### Exercise input

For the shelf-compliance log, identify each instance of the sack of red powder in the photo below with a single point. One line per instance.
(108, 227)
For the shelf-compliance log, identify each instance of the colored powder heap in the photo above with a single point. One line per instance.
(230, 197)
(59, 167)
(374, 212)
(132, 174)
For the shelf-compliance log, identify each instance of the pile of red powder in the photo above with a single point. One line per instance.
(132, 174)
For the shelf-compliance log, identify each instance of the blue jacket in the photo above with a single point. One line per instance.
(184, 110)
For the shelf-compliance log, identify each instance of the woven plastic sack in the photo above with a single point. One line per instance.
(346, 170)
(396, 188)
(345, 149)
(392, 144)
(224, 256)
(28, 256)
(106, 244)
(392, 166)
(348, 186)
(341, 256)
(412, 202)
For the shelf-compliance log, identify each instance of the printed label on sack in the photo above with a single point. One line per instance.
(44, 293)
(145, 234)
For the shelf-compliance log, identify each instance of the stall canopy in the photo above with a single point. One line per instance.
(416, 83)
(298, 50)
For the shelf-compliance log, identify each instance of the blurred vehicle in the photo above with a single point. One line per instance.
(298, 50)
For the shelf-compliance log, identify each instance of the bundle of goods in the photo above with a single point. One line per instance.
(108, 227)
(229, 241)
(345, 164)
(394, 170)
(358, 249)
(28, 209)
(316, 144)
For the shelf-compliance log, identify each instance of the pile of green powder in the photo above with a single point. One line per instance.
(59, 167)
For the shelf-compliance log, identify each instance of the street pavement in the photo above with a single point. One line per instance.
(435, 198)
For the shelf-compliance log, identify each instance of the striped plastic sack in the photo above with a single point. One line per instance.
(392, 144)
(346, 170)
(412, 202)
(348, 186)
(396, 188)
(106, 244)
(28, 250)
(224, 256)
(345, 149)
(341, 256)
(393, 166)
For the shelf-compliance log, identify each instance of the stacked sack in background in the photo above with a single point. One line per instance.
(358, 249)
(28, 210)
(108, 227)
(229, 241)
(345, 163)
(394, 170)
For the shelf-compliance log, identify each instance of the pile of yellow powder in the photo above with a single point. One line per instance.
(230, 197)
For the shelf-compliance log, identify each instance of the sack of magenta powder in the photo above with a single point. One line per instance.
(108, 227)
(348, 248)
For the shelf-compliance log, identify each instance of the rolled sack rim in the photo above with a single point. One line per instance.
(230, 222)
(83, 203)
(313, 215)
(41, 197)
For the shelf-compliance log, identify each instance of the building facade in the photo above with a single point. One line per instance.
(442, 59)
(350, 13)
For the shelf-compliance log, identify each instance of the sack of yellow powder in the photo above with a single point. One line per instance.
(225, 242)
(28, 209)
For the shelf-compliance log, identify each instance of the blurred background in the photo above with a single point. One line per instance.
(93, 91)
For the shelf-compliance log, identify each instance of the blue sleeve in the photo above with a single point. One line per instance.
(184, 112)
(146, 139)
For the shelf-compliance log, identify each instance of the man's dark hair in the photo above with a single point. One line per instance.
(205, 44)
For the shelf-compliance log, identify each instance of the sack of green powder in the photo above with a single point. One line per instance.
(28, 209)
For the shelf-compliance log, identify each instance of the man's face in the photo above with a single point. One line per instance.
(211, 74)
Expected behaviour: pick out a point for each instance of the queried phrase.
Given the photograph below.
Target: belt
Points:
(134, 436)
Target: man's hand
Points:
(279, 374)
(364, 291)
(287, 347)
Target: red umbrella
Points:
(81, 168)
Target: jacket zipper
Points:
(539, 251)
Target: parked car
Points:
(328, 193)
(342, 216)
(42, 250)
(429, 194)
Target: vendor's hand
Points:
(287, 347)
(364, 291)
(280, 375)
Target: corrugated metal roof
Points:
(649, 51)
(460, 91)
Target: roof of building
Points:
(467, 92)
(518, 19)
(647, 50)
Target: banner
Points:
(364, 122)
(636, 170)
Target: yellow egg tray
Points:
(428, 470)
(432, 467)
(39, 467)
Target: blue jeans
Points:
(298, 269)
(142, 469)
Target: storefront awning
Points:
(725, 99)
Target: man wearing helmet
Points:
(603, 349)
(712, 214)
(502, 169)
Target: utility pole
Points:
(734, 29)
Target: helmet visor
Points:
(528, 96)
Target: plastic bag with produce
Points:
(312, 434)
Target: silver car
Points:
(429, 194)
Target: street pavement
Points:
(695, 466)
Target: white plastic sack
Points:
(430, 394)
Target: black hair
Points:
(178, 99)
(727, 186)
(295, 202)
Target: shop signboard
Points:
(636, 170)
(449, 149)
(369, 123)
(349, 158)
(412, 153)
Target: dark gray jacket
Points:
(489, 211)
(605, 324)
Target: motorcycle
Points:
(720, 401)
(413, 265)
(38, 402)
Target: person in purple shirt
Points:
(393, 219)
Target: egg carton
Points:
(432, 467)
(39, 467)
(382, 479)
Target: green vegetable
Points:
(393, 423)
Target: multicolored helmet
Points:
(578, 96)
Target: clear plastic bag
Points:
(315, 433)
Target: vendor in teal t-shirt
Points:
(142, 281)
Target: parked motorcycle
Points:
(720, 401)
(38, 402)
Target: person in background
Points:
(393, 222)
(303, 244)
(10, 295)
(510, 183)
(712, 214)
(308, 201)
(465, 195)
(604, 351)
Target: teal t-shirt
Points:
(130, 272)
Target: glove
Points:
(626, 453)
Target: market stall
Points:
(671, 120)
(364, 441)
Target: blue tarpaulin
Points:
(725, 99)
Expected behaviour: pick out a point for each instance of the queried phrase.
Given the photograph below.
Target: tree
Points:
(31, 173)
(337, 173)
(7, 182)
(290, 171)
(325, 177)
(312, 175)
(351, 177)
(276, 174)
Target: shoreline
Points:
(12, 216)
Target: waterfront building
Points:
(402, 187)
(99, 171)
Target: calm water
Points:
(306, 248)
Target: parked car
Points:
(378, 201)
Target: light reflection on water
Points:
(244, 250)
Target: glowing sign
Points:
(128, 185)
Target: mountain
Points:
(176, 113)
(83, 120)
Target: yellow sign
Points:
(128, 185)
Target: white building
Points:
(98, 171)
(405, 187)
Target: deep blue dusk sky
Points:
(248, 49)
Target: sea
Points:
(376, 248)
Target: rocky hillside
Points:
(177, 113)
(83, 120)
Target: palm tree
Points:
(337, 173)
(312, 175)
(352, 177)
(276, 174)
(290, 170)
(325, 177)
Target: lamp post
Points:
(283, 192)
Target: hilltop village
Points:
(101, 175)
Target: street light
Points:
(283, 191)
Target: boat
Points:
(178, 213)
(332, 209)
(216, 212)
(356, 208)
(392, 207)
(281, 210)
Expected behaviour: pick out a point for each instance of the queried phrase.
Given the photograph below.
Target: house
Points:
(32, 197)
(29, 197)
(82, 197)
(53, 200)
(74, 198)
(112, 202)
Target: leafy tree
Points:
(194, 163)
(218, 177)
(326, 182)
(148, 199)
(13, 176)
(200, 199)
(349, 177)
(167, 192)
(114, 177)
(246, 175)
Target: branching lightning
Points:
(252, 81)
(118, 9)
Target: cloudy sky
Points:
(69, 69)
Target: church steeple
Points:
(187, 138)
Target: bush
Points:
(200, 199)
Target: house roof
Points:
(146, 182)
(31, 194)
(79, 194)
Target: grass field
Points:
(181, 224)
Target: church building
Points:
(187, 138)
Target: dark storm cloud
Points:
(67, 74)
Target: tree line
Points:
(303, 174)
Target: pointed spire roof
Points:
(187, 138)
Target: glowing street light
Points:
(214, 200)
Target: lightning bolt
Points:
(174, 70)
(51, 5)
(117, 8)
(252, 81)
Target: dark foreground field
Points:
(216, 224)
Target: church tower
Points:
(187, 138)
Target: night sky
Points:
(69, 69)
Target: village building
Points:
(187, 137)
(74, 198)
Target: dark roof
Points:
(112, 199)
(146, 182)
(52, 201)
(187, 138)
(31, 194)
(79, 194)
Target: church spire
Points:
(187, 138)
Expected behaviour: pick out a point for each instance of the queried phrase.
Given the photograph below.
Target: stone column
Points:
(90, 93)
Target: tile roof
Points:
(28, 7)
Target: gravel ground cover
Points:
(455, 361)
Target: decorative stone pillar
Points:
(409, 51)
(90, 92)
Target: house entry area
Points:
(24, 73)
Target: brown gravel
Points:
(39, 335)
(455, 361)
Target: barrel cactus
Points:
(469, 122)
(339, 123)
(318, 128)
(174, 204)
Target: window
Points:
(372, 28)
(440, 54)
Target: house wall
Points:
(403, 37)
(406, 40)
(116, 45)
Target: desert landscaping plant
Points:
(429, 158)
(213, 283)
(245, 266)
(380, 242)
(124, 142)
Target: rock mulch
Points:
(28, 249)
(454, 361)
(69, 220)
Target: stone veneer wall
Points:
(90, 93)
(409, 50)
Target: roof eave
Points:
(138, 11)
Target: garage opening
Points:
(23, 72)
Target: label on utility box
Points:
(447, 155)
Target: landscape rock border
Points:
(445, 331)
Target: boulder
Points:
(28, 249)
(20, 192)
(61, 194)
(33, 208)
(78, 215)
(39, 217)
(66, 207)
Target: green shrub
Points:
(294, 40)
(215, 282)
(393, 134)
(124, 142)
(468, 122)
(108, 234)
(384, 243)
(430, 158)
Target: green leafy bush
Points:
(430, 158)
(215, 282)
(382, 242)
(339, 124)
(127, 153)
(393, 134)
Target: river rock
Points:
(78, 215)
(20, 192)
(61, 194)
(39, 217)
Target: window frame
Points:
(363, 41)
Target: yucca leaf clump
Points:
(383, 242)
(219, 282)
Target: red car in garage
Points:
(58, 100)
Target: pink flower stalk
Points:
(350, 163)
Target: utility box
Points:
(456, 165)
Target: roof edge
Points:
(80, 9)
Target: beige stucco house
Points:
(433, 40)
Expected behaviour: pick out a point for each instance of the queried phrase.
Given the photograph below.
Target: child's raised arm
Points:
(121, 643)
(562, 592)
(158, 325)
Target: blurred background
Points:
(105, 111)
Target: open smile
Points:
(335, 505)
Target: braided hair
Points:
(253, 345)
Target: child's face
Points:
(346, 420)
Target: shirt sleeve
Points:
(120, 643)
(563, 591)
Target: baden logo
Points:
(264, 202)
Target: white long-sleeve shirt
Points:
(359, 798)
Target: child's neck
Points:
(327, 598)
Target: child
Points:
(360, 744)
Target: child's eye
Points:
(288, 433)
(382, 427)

### What you need to do
Every line with "motorcycle" in it should be copied from the entries above.

### Expected output
Target: motorcycle
Target: parked motorcycle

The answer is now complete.